[Required work]: Word for word, copy all the data and drop the pictures.
Records to use: Begin
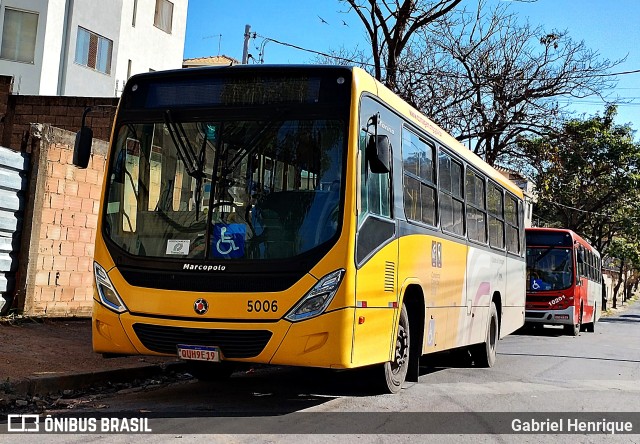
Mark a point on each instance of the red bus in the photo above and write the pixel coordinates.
(564, 280)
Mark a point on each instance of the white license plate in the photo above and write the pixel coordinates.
(199, 353)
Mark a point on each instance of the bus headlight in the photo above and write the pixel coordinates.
(107, 292)
(317, 299)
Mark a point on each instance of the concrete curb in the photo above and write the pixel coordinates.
(52, 385)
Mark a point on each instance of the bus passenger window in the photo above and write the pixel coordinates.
(476, 207)
(511, 219)
(496, 217)
(418, 161)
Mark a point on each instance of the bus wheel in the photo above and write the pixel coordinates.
(395, 372)
(210, 371)
(484, 355)
(574, 329)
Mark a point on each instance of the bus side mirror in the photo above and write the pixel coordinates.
(379, 154)
(82, 148)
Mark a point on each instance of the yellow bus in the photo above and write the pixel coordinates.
(298, 215)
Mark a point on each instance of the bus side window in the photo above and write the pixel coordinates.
(419, 175)
(375, 188)
(496, 216)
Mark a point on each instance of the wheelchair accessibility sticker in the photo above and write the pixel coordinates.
(228, 240)
(180, 247)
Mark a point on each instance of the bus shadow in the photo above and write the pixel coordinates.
(298, 387)
(539, 330)
(621, 318)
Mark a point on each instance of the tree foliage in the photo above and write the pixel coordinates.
(482, 74)
(391, 26)
(588, 178)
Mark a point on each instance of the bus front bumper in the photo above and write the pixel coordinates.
(551, 317)
(324, 341)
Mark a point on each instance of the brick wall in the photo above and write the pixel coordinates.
(57, 265)
(17, 113)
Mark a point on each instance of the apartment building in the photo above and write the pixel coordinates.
(88, 47)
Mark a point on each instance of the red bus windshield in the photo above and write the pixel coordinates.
(549, 268)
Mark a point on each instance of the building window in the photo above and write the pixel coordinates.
(93, 51)
(19, 35)
(164, 15)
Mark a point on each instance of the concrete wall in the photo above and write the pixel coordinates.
(18, 112)
(57, 265)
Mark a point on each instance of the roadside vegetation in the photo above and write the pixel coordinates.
(501, 86)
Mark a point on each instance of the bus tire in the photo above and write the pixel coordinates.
(574, 329)
(210, 371)
(484, 354)
(395, 372)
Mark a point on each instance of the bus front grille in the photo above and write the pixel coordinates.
(232, 343)
(534, 314)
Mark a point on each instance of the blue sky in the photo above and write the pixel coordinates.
(611, 27)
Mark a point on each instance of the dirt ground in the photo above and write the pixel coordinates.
(49, 347)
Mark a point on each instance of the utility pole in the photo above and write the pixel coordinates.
(245, 52)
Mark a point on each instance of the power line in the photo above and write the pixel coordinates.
(371, 65)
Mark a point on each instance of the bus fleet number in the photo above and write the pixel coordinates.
(264, 306)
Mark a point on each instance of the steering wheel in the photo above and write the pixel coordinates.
(223, 216)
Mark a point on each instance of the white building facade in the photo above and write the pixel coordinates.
(88, 47)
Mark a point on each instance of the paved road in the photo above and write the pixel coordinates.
(540, 375)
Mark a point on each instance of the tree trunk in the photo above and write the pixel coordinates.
(617, 287)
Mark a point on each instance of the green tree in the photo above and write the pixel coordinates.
(587, 177)
(627, 263)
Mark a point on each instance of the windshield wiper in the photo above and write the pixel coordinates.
(194, 165)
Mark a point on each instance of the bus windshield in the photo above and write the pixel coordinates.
(549, 268)
(264, 188)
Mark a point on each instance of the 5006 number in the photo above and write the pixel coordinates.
(262, 306)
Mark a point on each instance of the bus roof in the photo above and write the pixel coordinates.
(364, 83)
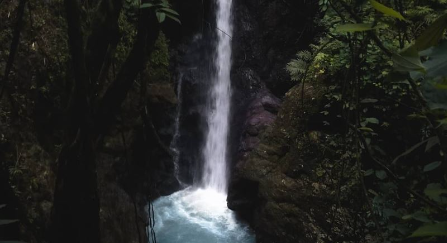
Records to use: End
[Answer for the task]:
Mark a point on each instance of the red bus in the photo above and write the pixel coordinates.
(564, 280)
Mark a point on each instance of the white license plate in the photo above and write the pixel coordinates.
(199, 353)
Mark a point on each instance of the bus headlight in the photo above and write the pixel coordinates.
(107, 292)
(317, 299)
Mark a point on each instance of the concrete curb in the photo above and write the pixel coordinates.
(52, 385)
Mark a point on each instance of the bus passenger window in the photo above and write the pixel coordinates.
(476, 207)
(511, 219)
(496, 217)
(418, 161)
Mark a point on each instance of the bus wheel in the photo above and write the pixel coordinates.
(395, 372)
(210, 371)
(484, 355)
(574, 329)
Mark a point on each instance of the bus side mirror in the photo above and write the pixel coordinates.
(379, 154)
(82, 148)
Mark a point on each instance of the yellow bus in the photo above and write the pixel coordinates.
(298, 215)
Mark a point on each instance of the bus side window in the photo above and write the pixel coordinates.
(419, 175)
(375, 188)
(496, 216)
Mark a point on each instance of the wheelchair accessibility sticker in the photo above and write the pixel coordinates.
(228, 240)
(180, 247)
Mark a point on each instance of the bus shadow in the photo above and write the pixel coordinates.
(298, 387)
(539, 330)
(621, 318)
Mark a point on each instance of the tree foliage in the photo above and write the pixel coordinates.
(482, 74)
(391, 26)
(588, 178)
Mark a point on each instance of the bus front bumper in the photo above and write the pixel coordinates.
(551, 317)
(324, 341)
Mark a point on each instance of the brick wall in the photo above and write the pixel coordinates.
(57, 265)
(17, 113)
Mark a point on each instance of the apartment building in the photo above and write the pixel coordinates.
(88, 47)
Mark a point on each instance of the red bus windshield in the photo above and write the pixel coordinates.
(549, 268)
Mark a point on each instance of the building window in the photo above and write the pixel coordinates.
(93, 51)
(19, 35)
(164, 15)
Mark a point on each instance of the concrete wall in the photo above and write the pixel coordinates.
(18, 112)
(57, 265)
Mark a point on each instance of the roadside vegetation in the photo above and write the pixel coordinates.
(501, 86)
Mark a point on each instance of the bus tire in the photo above and write the pixel coordinates.
(574, 329)
(210, 371)
(484, 354)
(395, 372)
Mark a point on each instance of the bus front grille in the photo above and write the pixel coordinates.
(232, 343)
(534, 314)
Mark a point on each instance of the blue sky in the photo above and write the pixel coordinates.
(611, 27)
Mark a point on each instance of the dirt ground in the photo above and write the pixel coordinates.
(49, 347)
Mark a point on each instance of the utility pole in the photo above and write the pixel coordinates.
(245, 52)
Mark a point on each instance of the power line in the photo above and write the pixel coordinates.
(371, 65)
Mark a point on each instance of the bus fleet number in the photo above and write the pixel coordinates.
(264, 306)
Mark a point on each instance of the steering wheel in the photo above and write the pixel coordinates.
(223, 216)
Mark a point on each instance of the white building facade in the photo above and write the pixel coordinates.
(88, 47)
Mark a point on each instance of the paved road in the photo above and write the pixel coordinates.
(540, 375)
Mark a point on each instance of the tree trunk in the photo above and write the pixel coordinates.
(617, 287)
Mark a point on each instance of the green tree in the photo above and write the pixel coordinates.
(587, 177)
(627, 263)
Mark a point on each instance of the windshield wiper in the photo above and write the pixel coordinates.
(194, 165)
Mark a point on each instance of the bus windshield in the photo above and write the pixel coordinates.
(549, 268)
(264, 188)
Mark a point on each instance of the 5006 number in the photo above and write the pixel coordinates.
(262, 306)
Mark a point on each instance of the bus roof in the photo above and write the pixel coordinates.
(364, 83)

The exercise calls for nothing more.